*What you will do*
The expected output is every line below, reproduced exactly.

··· Available data

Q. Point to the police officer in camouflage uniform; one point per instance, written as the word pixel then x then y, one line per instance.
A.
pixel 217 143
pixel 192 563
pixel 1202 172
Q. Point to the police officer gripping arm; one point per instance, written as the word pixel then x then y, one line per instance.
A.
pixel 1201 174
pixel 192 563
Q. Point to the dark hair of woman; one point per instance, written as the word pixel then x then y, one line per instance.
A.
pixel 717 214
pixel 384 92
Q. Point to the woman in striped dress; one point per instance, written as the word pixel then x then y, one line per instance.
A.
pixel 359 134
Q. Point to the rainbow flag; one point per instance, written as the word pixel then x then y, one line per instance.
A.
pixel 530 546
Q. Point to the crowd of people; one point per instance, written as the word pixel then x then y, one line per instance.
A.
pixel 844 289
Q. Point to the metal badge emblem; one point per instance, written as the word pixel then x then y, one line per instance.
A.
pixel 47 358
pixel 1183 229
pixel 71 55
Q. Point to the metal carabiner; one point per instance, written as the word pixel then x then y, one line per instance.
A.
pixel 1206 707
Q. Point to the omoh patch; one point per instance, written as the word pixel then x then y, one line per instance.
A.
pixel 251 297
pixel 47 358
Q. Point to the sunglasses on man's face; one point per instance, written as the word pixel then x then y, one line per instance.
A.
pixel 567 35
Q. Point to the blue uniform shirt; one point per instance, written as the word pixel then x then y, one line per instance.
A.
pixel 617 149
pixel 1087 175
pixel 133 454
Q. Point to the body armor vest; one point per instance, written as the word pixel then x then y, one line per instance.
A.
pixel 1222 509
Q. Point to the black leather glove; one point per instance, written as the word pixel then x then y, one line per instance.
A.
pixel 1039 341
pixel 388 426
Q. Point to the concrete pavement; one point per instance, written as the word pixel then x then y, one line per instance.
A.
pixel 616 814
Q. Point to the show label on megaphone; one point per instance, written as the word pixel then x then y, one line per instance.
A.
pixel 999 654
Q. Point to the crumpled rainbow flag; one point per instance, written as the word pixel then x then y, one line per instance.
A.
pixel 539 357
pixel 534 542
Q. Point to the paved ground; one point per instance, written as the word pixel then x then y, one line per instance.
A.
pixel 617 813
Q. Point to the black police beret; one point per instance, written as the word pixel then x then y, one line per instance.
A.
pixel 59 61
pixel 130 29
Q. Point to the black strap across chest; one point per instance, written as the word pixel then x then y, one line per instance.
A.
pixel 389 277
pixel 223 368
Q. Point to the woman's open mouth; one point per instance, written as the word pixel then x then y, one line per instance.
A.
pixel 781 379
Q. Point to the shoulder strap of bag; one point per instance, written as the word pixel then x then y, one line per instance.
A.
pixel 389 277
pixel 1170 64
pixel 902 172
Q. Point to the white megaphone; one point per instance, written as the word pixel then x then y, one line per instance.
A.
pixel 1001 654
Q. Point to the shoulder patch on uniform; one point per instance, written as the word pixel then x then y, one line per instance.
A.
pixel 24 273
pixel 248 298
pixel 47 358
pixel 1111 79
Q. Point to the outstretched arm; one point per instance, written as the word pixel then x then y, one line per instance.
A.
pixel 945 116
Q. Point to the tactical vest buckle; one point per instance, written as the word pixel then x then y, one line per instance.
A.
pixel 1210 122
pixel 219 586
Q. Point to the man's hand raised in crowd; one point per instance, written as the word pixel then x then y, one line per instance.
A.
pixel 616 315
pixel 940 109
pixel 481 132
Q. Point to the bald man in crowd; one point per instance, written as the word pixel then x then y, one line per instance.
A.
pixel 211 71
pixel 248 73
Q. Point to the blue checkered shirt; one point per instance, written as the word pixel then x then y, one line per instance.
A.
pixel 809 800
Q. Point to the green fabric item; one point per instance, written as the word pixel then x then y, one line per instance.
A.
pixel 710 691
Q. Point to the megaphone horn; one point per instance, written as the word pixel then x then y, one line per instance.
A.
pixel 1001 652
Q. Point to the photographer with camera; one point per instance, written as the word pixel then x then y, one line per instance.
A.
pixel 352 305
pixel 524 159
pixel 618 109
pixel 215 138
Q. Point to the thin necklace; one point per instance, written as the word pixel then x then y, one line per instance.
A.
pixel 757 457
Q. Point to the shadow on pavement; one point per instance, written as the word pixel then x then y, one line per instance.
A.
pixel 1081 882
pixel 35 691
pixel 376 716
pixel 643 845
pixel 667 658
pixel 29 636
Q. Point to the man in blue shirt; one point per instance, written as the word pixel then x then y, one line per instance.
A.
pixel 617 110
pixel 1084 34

······

*Answer to the problem*
Q. Point to the police officer in camouflage uniform; one point per instance, written as the word pixel then x then y, one line per instance.
A.
pixel 217 143
pixel 192 563
pixel 1202 172
Q. Point to the police officer gripping arm; one point per instance, written as the word pixel then x then y, one line per instance.
A.
pixel 1201 174
pixel 192 563
Q. Point to the dark hair of woman; one point per instance, written as the word pixel then x then y, one line per instance.
A.
pixel 717 214
pixel 384 92
Q. Point to the woman in striped dress; one point per instance, written as the word pixel then x then y, one line per instance.
A.
pixel 359 134
Q. Point to the rainbow flag; one point per instance, written as the word pixel then x then y, one line per instance.
A.
pixel 530 546
Q. Point to the crowd of people; one point per instance, written as the word pixel then x then y, one line per instance.
A.
pixel 844 289
Q. Point to the metal badge emblem; one point per instance, written as the word pixel then x then y, one line per instance.
A.
pixel 47 358
pixel 1183 229
pixel 71 55
Q. Point to the metal carabiner; one point per instance, written as the word pixel then x then y, one line per instance.
A.
pixel 1206 707
Q. Point to the omoh patch; one point per instance, written as the word pixel then x then y, one line per instance.
A.
pixel 251 297
pixel 47 358
Q. Point to the sunglasses on man's face; one point per instance, written as the word pixel then x then y, one line per instance.
A.
pixel 567 35
Q. Point to the blue uniform shirt; one point per instance, written as the word pixel then x then y, one line per instance.
A.
pixel 617 149
pixel 1087 175
pixel 133 454
Q. Point to the body armor vest; one point per instance, written as the word pixel then x then y, one line per instance.
A.
pixel 1222 509
Q. Point to the black leather glove; one point per instance, written as the word pixel then x then y, one line per instance.
A.
pixel 1039 341
pixel 388 426
Q. Point to the concrete pavement; one point per instance, written as the word pixel then x then y, one line per instance.
A.
pixel 616 814
Q. Point to the show label on megaphone; one point per instance, written as the word pixel then x then y, one line per instance.
A.
pixel 999 654
Q. Point to the crumpled rainbow flag; one point per instance, written as the word pixel then x then y, one line per instance.
A.
pixel 539 357
pixel 534 542
Q. Point to the paved ground; one point per instance, written as the word pixel then x then y, one line per instance.
A.
pixel 617 813
Q. Point to the black police beret; one point per instance, written as the word pixel then x then y, one line per instance.
A.
pixel 59 61
pixel 130 29
Q. Point to the black strap across chest; one point per instance, written as the word pixel then x then y, one line per instance.
A.
pixel 389 277
pixel 223 368
Q. Point to the woman's open mouth; one point per instance, written as the word pixel then x then y, one line per instance.
A.
pixel 781 379
Q. Point to the shoulder strap of bag; one point per instance, written as the word pixel then x then y, one line per instance.
A.
pixel 389 277
pixel 1170 64
pixel 902 172
Q. Point to the white megaphone; one point per instance, written as the word pixel then x then y, one line per instance.
A.
pixel 1001 654
Q. Point to the shoulder patch on uniform; one point per instance, written as the word pixel then x then y, one line per instance.
A.
pixel 24 273
pixel 248 298
pixel 47 358
pixel 1111 79
Q. Point to the outstretched arm; one point per instance, written as the word pixel then x then y, one line per instance.
A.
pixel 945 116
Q. Point to the tactical vest buckle; one point per instance, written as the word pixel then x then y, one line per instance.
A.
pixel 1210 122
pixel 219 586
Q. Point to the man's hand raised in crowd; one point per instance, written as the word pixel then x then y, one line per instance.
A.
pixel 616 315
pixel 940 109
pixel 481 132
Q. Point to the bald man in crowd; one point per instance, written as the word pixel then x then y, one line per instance.
A.
pixel 211 71
pixel 248 73
Q. Point to the blue checkered shirt; one point per instance, written as the word pixel then x then y, one line per instance.
A.
pixel 809 800
Q. Point to the green fabric item; one point per instance, written as the word pixel then x then y, one line per instance.
A.
pixel 710 691
Q. Point to the megaphone horn; one point per instance, written as the word pixel then x then y, one line per instance.
A.
pixel 1001 652
Q. Point to the photographer with camera; one point per instance, written as the word pixel then x then y, one line per instance.
A.
pixel 352 305
pixel 524 159
pixel 618 109
pixel 215 138
Q. Point to the thin necklace; one point per instance, written as the word pixel then x then y, one line per instance.
A.
pixel 757 457
Q. Point to the shadow on pavement; one point per instance, written as the word pixel then x then y, one line per instance.
A.
pixel 1081 882
pixel 35 691
pixel 376 716
pixel 643 845
pixel 667 658
pixel 29 636
Q. Point to the man in blue shirt; one point per instance, written as the word pixel then x then y, one line per instance.
A.
pixel 617 110
pixel 1084 34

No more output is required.